Читать онлайн Петр Разумов - Мысли, полные ярости. Литература и кино



Добрый день, мэтр

О поэзии Николая Кононова

Поэзия и женщина предстают нагими лишь перед своим возлюбленным.

В чём прелесть красоты? – шёл по мосту, думал. (Вообще думается лучше всего на ходу. Ритм шага совпадает с ритмом мысли и она продолжается по необходимости.) Прелесть – это нечто конфессиональное, нечто греховное. Красота – не идеальный ли объект, т. е. не мнимый ли?

Самое прекрасное (ужасное – по вкусу), что красота – вещь недоступная, ускользающая. Чтобы её чувствовать, необходим «богатый внутренний мир», глаз следака. Опера Рамо в постановке театра Гарнье – что может быть изысканнее? Что может быть непристойнее?

**ЗАДАНИЕ 1**
Где, согласно тексту о поэзии Николая Кононова, лучше всего думается?
**ЗАДАНИЕ 2**
Перескажите текст о поэзии Николая Кононова в двух предложениях.

**ИМЕЮЩИЕСЯ СТРОКИ**
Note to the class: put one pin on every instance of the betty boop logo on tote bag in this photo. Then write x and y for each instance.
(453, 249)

**ПОЛНЫЙ ОТВЕТ 1**
Лучше всего думается на ходу.

**ПОЛНЫЙ ОТВЕТ 2**
В тексте задан вопрос, в чём прелесть красоты: прелесть названа чем-то конфессиональным и греховным, а о красоте спрошено, не мнимый ли это объект. Красота описана как вещь недоступная и ускользающая, и чтобы её чувствовать, нужен «богатый внутренний мир».